- _Exercise description_: Carry on the write-up about the vanished iNaturalist taxon record, beginning right after its final sentence.

- _Reading passage_:
□ □ □ □ □

More iNaturalist Shenanigans

This story has a familiar beginning. As with UI as Code, an innocuous UI request from Dana has unexpectedly deep consequences. Dana noticed that the Douglas fir image on the Xetthecum Forest community pane was no longer showing up… here is what we see:

Douglas fir in forest

The cause in itself is indeed fairly innocuous. We are sourcing these images from iNaturalist’s CDN which has been for many years in the slow process of migrating from URLs like https://static.inaturalist.org/photos/641410/medium.jpg to URLs like https://inaturalist-open-data.s3.amazonaws.com/photos/641410/medium.jpg. The fix should be straightforward – rerunning the data pipeline behind the app will re-scrape the API and update the URL.

However, when we do this, an unrelated and peculiar problem emerges. The entire taxon record behind this rather attractive fern, Pentagramma triangularis (pictured here) appears to be gone from the app’s data and because of this inconsistency the app fails to start up.

Pentagramma triangularis

This isn’t entirely unbelievable since in practice taxonomies are gradually shifting all the time, but the circumstances here are a little odd. To start with, the observations in question were sourced from iNaturalist itself, and also, the taxon record itself is still in place, marked as valid, and still has the same id number of 52676. So what on earth has happened?

□ □ □ □ □

- _Stored data_:
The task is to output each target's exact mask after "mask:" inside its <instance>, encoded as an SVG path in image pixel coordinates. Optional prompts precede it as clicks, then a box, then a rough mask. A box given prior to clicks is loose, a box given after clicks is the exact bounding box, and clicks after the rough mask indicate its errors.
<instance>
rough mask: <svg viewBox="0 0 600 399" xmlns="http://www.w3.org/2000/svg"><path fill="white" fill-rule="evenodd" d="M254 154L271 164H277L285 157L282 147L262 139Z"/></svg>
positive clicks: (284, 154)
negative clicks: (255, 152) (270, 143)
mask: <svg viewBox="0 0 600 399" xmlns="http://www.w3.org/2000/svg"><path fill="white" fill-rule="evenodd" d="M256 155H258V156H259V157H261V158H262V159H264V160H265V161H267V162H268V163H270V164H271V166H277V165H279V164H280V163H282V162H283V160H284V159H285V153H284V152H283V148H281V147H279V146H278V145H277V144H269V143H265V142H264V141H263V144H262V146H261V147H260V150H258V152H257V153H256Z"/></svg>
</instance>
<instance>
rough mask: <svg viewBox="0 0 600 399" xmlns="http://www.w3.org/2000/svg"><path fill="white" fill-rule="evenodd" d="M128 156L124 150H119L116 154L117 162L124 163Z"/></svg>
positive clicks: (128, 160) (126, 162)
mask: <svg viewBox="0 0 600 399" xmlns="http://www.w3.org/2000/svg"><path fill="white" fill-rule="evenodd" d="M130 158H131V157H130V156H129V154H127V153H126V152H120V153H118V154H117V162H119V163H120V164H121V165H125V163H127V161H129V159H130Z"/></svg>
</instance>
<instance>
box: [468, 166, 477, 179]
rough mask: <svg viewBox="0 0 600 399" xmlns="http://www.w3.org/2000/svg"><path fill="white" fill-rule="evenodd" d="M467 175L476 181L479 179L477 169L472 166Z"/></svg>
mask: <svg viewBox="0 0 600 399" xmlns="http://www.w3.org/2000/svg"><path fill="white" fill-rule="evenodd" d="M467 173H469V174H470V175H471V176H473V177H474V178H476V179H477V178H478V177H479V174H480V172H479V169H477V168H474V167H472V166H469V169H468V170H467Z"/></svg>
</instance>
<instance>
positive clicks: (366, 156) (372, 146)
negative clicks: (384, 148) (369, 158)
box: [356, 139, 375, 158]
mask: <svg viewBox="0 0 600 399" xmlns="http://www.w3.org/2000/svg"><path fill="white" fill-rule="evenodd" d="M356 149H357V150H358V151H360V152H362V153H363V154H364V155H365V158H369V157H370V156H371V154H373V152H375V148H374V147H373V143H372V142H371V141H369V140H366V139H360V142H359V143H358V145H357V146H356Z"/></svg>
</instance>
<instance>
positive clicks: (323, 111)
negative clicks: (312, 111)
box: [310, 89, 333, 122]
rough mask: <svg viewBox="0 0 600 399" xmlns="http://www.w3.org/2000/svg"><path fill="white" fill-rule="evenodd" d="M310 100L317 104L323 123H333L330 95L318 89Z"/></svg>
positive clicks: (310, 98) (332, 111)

□ □ □ □ □

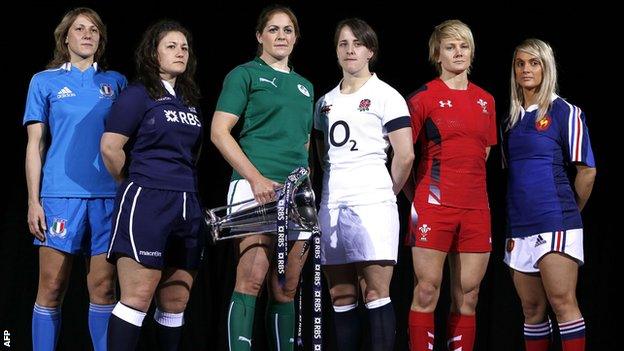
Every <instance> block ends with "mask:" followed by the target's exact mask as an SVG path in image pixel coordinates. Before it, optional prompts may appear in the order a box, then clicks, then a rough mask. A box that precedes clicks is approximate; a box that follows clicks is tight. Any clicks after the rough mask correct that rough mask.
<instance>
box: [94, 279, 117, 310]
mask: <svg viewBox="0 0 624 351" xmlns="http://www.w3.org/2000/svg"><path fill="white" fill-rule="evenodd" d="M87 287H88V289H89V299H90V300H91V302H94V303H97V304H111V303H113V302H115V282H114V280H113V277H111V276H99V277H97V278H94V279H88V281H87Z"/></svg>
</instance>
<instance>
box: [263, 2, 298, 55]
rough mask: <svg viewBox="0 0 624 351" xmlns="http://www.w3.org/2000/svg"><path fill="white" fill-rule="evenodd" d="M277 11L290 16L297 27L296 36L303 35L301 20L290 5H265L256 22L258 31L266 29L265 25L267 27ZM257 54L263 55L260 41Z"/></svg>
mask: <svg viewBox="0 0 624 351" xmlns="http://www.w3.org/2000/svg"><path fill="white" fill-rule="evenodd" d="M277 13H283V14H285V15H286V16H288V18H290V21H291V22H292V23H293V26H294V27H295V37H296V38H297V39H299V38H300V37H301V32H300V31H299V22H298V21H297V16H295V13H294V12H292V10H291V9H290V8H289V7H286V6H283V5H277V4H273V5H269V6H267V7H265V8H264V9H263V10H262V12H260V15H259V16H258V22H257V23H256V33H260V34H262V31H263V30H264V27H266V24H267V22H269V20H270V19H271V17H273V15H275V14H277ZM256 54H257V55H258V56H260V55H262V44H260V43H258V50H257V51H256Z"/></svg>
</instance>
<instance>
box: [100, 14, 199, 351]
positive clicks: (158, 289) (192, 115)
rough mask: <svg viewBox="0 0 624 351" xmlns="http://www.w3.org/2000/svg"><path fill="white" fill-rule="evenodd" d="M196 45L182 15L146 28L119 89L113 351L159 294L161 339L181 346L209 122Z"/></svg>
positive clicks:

□ □ □ □ □

- _Exercise result_:
Looking at the trace of the underlying API call to iNaturalist’s name resolver, the plot thickens:

https://api.inaturalist.org/v1/taxa/autocomplete?q=Pentagramma%20triangularis&phylum=Tracheophyta&rank=species
 -->
{
  total_results: 5,
  page: 1,
  per_page: 10,
  results: [
    {
      id: 966161,
      rank: 'species',
      rank_level: 10,
      is_active: true,
      name: 'Pentagramma viscosa',
      parent_id: 52677,
      ancestry: '48460/47126/211194/121943/764796/47754/1224538/48437/545701/52677',
      extinct: false,
      observations_count: 657,
      matched_term: 'Pentagramma triangularis viscosa',
      preferred_common_name: 'Sticky goldback fern'
    }, {
      id: 966158,
      rank: 'species',
      rank_level: 10,
      is_active: true,
      name: 'Pentagramma maxonii',
      parent_id: 52677,
      ancestry: '48460/47126/211194/121943/764796/47754/1224538/48437/545701/52677',
      extinct: false,
      observations_count: 189,
      matched_term: 'Pentagramma triangularis maxonii',
      preferred_common_name: "Maxon's Goldback Fern"
    }, {
      id: 623010,
      rank: 'species',
      rank_level: 10,
      is_active: true,
      name: 'Pentagramma rebmanii',
      parent_id: 52677,
      ancestry: '48460/47126/211194/121943/764796/47754/1224538/48437/545701/52677',
      extinct: false,
      observations_count: 187,
      matched_term: 'Pentagramma triangularis rebmanii',
      preferred_common_name: "Rebman's Silverback Fern"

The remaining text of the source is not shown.